[Object pointing dataset rows]
§ §
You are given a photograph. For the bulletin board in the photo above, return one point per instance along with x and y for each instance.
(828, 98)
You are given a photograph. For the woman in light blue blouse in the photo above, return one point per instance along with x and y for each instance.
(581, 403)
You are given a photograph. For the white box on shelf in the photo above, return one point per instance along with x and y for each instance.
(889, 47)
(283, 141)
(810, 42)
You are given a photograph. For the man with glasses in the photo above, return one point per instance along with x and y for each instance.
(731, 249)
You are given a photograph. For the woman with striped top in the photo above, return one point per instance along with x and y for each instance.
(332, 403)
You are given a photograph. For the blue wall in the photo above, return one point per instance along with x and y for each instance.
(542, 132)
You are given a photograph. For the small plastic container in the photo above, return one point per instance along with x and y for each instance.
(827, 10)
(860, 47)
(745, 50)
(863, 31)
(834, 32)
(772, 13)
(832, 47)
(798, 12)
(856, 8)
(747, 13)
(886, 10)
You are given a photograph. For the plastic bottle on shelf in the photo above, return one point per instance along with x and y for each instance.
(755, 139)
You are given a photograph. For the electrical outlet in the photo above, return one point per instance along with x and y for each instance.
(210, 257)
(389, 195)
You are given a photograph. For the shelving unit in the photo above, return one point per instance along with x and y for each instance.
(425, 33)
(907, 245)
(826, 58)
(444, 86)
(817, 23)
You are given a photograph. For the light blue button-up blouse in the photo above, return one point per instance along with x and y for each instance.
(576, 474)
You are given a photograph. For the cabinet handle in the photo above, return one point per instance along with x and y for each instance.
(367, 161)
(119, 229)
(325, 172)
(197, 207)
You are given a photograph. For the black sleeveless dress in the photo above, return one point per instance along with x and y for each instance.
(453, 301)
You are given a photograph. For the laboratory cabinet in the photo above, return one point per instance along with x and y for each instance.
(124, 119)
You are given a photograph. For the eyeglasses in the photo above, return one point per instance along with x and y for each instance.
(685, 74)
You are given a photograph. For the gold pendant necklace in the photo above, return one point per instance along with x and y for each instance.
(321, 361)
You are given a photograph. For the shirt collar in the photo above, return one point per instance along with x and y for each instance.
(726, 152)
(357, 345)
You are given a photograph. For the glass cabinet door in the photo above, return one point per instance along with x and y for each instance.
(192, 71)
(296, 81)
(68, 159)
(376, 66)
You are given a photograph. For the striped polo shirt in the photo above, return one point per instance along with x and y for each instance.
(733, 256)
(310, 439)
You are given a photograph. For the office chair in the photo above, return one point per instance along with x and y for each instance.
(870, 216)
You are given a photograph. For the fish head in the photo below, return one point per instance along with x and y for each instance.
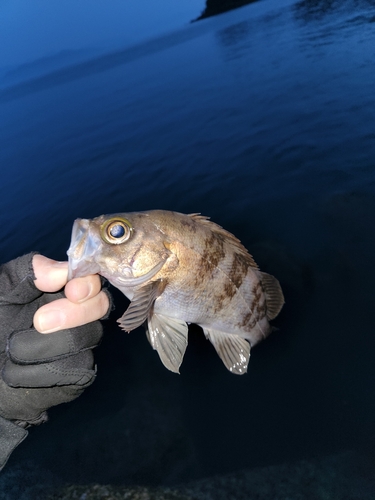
(127, 249)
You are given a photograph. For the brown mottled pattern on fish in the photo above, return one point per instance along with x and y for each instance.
(179, 269)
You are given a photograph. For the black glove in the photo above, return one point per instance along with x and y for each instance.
(37, 370)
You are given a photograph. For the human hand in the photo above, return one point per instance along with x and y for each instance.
(39, 371)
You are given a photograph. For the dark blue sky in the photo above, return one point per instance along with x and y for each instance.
(32, 30)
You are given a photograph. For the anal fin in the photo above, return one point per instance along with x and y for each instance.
(168, 336)
(234, 351)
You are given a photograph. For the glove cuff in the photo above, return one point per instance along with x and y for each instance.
(11, 435)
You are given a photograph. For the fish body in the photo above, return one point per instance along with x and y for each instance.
(178, 269)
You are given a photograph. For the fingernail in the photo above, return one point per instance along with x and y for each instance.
(60, 265)
(84, 291)
(50, 321)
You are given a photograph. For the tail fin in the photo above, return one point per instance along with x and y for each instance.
(274, 295)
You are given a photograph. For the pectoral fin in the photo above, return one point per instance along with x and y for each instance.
(169, 337)
(233, 350)
(138, 311)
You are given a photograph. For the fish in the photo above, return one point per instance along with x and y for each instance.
(177, 269)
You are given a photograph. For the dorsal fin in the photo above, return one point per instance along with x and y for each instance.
(222, 233)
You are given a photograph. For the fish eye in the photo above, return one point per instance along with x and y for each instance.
(116, 231)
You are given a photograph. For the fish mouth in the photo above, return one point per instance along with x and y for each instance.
(82, 250)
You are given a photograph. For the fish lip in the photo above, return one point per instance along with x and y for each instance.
(81, 251)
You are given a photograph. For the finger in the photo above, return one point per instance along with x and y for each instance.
(63, 313)
(80, 289)
(51, 275)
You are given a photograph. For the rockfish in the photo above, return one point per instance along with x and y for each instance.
(178, 269)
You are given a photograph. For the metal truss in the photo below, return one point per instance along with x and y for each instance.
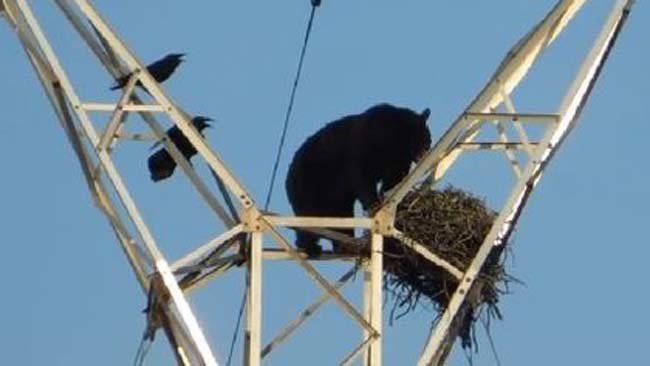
(170, 284)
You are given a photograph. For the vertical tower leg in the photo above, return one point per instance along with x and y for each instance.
(254, 304)
(372, 304)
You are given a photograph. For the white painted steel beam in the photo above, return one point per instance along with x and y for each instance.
(177, 299)
(254, 306)
(179, 118)
(569, 111)
(509, 74)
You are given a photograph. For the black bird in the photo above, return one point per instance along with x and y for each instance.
(161, 164)
(161, 70)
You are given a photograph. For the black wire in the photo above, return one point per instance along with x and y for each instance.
(236, 333)
(287, 116)
(278, 156)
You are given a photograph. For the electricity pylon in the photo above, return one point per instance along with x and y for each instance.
(247, 224)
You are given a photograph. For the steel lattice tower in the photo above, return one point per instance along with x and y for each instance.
(170, 309)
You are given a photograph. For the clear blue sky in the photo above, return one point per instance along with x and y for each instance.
(582, 243)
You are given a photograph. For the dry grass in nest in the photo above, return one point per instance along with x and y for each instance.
(452, 224)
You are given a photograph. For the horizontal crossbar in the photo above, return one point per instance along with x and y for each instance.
(108, 107)
(513, 117)
(495, 145)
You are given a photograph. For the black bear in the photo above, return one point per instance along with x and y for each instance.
(348, 159)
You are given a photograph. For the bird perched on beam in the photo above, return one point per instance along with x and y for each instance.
(161, 70)
(161, 164)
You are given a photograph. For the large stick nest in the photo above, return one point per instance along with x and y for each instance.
(451, 224)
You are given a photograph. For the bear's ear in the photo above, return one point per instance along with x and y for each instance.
(425, 114)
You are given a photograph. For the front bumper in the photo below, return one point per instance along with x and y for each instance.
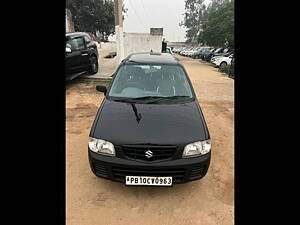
(116, 169)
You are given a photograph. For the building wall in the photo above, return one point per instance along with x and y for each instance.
(141, 42)
(69, 22)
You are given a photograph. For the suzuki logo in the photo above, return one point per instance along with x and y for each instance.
(148, 154)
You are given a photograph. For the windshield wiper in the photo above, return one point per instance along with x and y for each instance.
(170, 98)
(134, 100)
(150, 99)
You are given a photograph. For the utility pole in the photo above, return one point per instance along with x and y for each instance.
(119, 29)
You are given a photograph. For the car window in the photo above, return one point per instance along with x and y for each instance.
(87, 39)
(77, 44)
(135, 81)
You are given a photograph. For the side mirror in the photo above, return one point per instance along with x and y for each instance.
(68, 50)
(101, 88)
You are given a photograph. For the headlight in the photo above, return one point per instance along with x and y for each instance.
(197, 149)
(102, 147)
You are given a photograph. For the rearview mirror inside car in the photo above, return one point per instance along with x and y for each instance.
(68, 50)
(101, 88)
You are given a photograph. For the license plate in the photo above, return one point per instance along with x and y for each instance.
(151, 181)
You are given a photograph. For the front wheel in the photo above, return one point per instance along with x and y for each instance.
(223, 65)
(93, 65)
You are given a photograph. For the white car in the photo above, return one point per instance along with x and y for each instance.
(222, 60)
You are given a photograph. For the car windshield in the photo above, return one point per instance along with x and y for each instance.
(150, 81)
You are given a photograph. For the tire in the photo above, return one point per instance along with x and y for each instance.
(223, 64)
(94, 66)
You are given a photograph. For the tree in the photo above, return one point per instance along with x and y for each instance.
(93, 16)
(218, 30)
(196, 14)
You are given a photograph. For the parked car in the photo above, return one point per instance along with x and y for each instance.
(223, 60)
(200, 52)
(223, 52)
(222, 55)
(81, 54)
(149, 129)
(219, 51)
(185, 51)
(206, 53)
(168, 50)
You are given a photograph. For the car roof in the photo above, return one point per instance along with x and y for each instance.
(76, 34)
(151, 58)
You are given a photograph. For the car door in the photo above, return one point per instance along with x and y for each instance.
(78, 59)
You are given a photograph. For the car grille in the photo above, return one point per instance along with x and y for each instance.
(197, 172)
(100, 170)
(157, 152)
(120, 173)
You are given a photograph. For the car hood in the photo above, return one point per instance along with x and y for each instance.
(165, 124)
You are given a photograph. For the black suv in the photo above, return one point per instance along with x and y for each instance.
(149, 129)
(81, 54)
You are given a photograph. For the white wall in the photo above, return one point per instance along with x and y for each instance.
(141, 42)
(109, 46)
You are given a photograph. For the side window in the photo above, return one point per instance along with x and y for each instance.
(77, 44)
(87, 39)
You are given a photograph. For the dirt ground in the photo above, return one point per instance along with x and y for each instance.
(209, 201)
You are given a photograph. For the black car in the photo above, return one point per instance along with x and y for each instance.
(217, 52)
(200, 52)
(149, 129)
(206, 53)
(81, 54)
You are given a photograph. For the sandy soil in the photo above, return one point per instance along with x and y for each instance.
(209, 201)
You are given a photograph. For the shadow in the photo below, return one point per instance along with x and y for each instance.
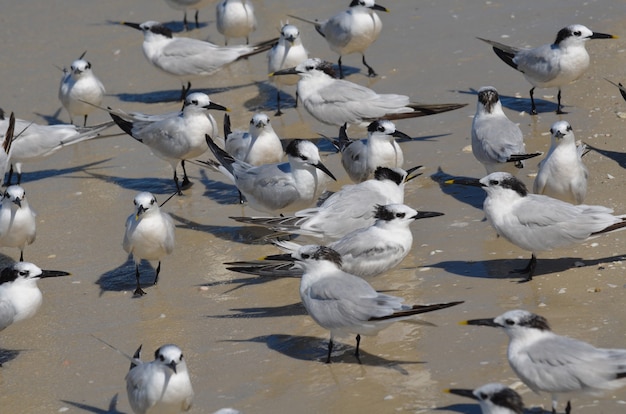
(519, 104)
(473, 196)
(91, 409)
(308, 348)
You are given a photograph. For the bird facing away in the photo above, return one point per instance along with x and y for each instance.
(349, 209)
(159, 386)
(494, 398)
(286, 53)
(497, 142)
(554, 65)
(20, 298)
(149, 234)
(344, 303)
(187, 58)
(337, 102)
(562, 173)
(18, 226)
(179, 136)
(286, 186)
(235, 19)
(536, 222)
(365, 252)
(352, 30)
(547, 362)
(260, 145)
(360, 158)
(80, 90)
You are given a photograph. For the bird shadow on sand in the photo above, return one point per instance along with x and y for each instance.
(112, 409)
(504, 268)
(308, 348)
(122, 278)
(473, 196)
(518, 104)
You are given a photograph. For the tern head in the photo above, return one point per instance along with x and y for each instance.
(170, 356)
(370, 4)
(199, 101)
(515, 323)
(493, 398)
(384, 127)
(14, 194)
(488, 98)
(23, 271)
(577, 34)
(303, 152)
(150, 28)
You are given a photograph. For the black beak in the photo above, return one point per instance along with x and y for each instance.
(53, 273)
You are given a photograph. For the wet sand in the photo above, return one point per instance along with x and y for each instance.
(247, 342)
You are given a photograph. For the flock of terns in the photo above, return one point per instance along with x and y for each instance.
(363, 228)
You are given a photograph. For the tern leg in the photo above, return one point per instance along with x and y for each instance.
(138, 291)
(356, 353)
(370, 70)
(533, 108)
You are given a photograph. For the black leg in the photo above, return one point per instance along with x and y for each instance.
(370, 70)
(533, 108)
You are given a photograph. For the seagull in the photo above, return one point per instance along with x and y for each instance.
(33, 141)
(494, 398)
(337, 102)
(18, 227)
(149, 234)
(20, 298)
(286, 186)
(562, 173)
(548, 362)
(286, 53)
(260, 145)
(235, 18)
(496, 141)
(80, 90)
(352, 30)
(187, 58)
(551, 66)
(177, 137)
(365, 252)
(349, 209)
(162, 385)
(360, 158)
(344, 303)
(537, 222)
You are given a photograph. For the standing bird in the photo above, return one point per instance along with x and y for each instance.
§ §
## THE PROBLEM
Copy only the lines from the one that contains "You are given a photograph. For the wet" through the last line above, swapping "seagull" for "gull" and leaving everything else unchanged.

## WRITTEN ANSWER
You are given a photograph. For the wet sand in the photo above, return one point per instance along with x and y for each instance.
(247, 342)
You are given a photograph. For the flock of terns in the photo above, return one point per instance along with x and y for each instance.
(363, 228)
You are given a photograph. For the tern leg in the photo above, return one point per instance along with x and y for each instance.
(138, 291)
(356, 353)
(370, 70)
(533, 108)
You are given a photograph. For the black leg in the photo above, return one point per instance along with x and y for each instance.
(370, 70)
(533, 108)
You are given a photograph. For the gull in the photo above, return one point per instance along with x and y for each instance.
(33, 141)
(494, 398)
(337, 102)
(18, 227)
(149, 234)
(20, 298)
(286, 186)
(562, 173)
(548, 362)
(286, 53)
(260, 145)
(235, 18)
(496, 141)
(80, 90)
(352, 30)
(187, 58)
(551, 66)
(177, 137)
(365, 252)
(349, 209)
(162, 385)
(360, 158)
(344, 303)
(537, 222)
You are given a photograph. For the standing bird in the photo above, return one point per instance along with x and y for each instance.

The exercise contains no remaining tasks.